*Tasks for this exercise:*
(a) Please restate the film review from "A child is quick" up to and including "in muscle memory.", substituting "solace" for "comfort".
(b) According to the film review, what is the running time of Of Time and the City?
(c) Extend the film review from the point where it ends.

***** Passage provided

A child is quick to learn, slow in the forgetting. So many images and impulses of our youth, their sounds and smells and emotions, stick with us for life, as a comfort or reproach. They have an indelible immediacy: the room you were in the first time you heard That Song, a school outing that revealed fresh pleasures, the weight of an early crush on some boy or girl, the thrill or shiver at a favorite movie all these are embedded in muscle memory.
Terence Davies has been exercising these muscles for most of his professional life. The writer-director is probably best known for his version of Edith Wharton's The House of Mirth with Gillian Anderson. But that was a detour from his examination of his youth in postwar Liverpool. In a trilogy of short films in the early '80s, and in the features Distant Voices, Still Lives (1987) and The Long Day Closes (1992), he wove a tapestry of family life, of a violent father and gentle mother, an entire neighborhood that soldiered through hard times singing pop songs at the local pub. This was nostalgia with the blinkers off, an epic saga in miniature. The films documented their time and place with an artistic clarity so acute as to be both unbearable and endearing. (See the 100 best movies of all time.)
Davies, then, was just the fellow for the local burghers to summon as a celebrant-critic for the 800th anniversary of the founding of the borough of Liverpool in 1207. They commissioned Of Time and the City, which Davies fashioned into a kind of Liverpool mon amour: a 71-min. documemoir that underscores newsreels of the city, home movies and new footage with romantic strains from Liszt, Mahler, Brahms, Fauré. Anchoring the piece are Davies' fond and acid recollections of his home town what he, in his drawling, very un-Liverpudlian narrative voice, calls "a valediction and an epitaph." Out on DVD this week from Strand Releasing, this film essay is a grand work, immensely funny and pained and deeply felt. Get the movie, and watch it on a double feature with Guy Maddin's My Winnipeg. You'll have two unforgettable trips through municipal memory.

**********
***** Data extract

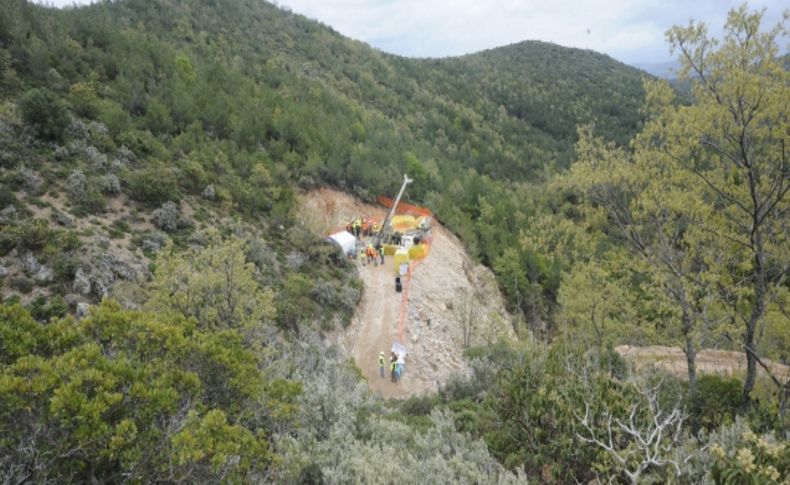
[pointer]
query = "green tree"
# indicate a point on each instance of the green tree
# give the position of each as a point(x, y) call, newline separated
point(215, 285)
point(46, 112)
point(730, 145)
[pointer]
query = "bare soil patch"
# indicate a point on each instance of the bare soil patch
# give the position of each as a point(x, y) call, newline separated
point(709, 361)
point(423, 318)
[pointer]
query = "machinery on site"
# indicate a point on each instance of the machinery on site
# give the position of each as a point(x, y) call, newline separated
point(379, 236)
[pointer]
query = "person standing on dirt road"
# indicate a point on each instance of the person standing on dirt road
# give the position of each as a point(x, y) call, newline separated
point(393, 367)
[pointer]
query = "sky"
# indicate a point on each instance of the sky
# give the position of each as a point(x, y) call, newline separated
point(631, 31)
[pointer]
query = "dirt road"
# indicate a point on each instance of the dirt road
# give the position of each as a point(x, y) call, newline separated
point(430, 330)
point(377, 322)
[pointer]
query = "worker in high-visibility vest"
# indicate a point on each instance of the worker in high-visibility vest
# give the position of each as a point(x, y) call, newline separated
point(393, 367)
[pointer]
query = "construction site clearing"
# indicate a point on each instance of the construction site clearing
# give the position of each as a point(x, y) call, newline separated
point(410, 304)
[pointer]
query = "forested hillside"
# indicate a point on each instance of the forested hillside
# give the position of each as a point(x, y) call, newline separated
point(164, 312)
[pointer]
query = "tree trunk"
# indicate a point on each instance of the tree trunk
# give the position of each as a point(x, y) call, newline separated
point(691, 362)
point(758, 310)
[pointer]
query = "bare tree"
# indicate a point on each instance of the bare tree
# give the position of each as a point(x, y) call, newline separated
point(646, 439)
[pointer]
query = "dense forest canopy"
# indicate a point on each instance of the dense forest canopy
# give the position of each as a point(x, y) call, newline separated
point(611, 209)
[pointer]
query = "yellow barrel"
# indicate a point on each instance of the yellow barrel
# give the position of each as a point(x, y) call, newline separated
point(418, 251)
point(401, 257)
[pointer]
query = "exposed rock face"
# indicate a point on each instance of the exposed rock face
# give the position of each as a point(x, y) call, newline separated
point(44, 274)
point(7, 214)
point(81, 284)
point(40, 272)
point(99, 275)
point(63, 219)
point(154, 242)
point(30, 263)
point(82, 309)
point(110, 184)
point(77, 183)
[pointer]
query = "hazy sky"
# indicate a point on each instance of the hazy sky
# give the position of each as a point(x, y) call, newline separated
point(628, 30)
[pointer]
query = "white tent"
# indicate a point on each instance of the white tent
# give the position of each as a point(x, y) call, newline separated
point(346, 241)
point(399, 349)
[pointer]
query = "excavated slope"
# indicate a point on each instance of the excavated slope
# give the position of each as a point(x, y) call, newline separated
point(425, 316)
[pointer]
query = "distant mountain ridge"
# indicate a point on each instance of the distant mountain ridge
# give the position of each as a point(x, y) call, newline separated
point(257, 102)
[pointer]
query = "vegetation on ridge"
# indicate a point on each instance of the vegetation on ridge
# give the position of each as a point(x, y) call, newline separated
point(150, 152)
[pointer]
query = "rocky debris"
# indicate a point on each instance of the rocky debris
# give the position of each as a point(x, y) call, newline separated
point(119, 268)
point(83, 309)
point(71, 299)
point(154, 241)
point(116, 165)
point(27, 178)
point(30, 263)
point(432, 333)
point(110, 184)
point(100, 273)
point(167, 217)
point(125, 155)
point(76, 183)
point(63, 219)
point(7, 214)
point(96, 159)
point(44, 274)
point(81, 284)
point(295, 259)
point(101, 241)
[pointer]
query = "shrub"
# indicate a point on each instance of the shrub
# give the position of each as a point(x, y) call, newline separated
point(45, 112)
point(167, 217)
point(153, 186)
point(76, 184)
point(110, 184)
point(716, 402)
point(22, 284)
point(43, 308)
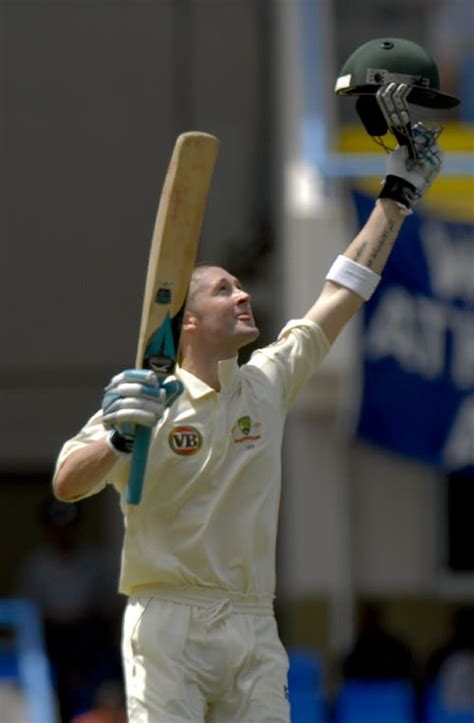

**********

*Response list:*
(a)
A child is quick to learn, slow in the forgetting. So many images and impulses of our youth, their sounds and smells and emotions, stick with us for life, as a solace or reproach. They have an indelible immediacy: the room you were in the first time you heard That Song, a school outing that revealed fresh pleasures, the weight of an early crush on some boy or girl, the thrill or shiver at a favorite movie all these are embedded in muscle memory.

(b) 71 minutes.

(c)
"Here was my whole world: home, school, the movies and God." Begin with the movies, for they taught young Terry that there was a glamorous land, far from working-class Liverpool, where dreams came true. "At seven," he says, "I saw Gene Kelly in Singin' in the Rain, and discovered the movies, loved them and and swallowed them whole. ... Musicals, melodramas, westerns: Nothing was too rich or too poor for my rapacious appetite, and I gorged myself with a frequency that would shame a sinner." But he wasn't a sinner; he was a convert to the platonic ideal Hollywood painted: "In all those movies it was always Christmas and it was always perfect."
When Davis says that "glorious old Hollywood" was in color, and "small comic England" in black and white, he's referring to the countries as well as the movies. After the war the U.S., the new top empire, rebounded into posterity; Britain, relinquishing India and its centuries of world rule, faced shortages of food, gasoline, all earthly essentials. The grinding deprivation of this grim landscape is superbly evoked by David Thomson, another movie-mad poet, in Try to Tell the Story, his new memoir of growing up in London around the same time as Davies in Liverpool. Davies shows a righteous class contempt for the excesses of Britain's "fossil monarchy," such as "the Betty and Phil Show," his phrase for the marriage of Prince Philip to Elizabeth II. "Even more money was wasted on her coronation... whilst in England's green and pleasant land the rest of the nation survived on rationing in some of the worst slums in Europe."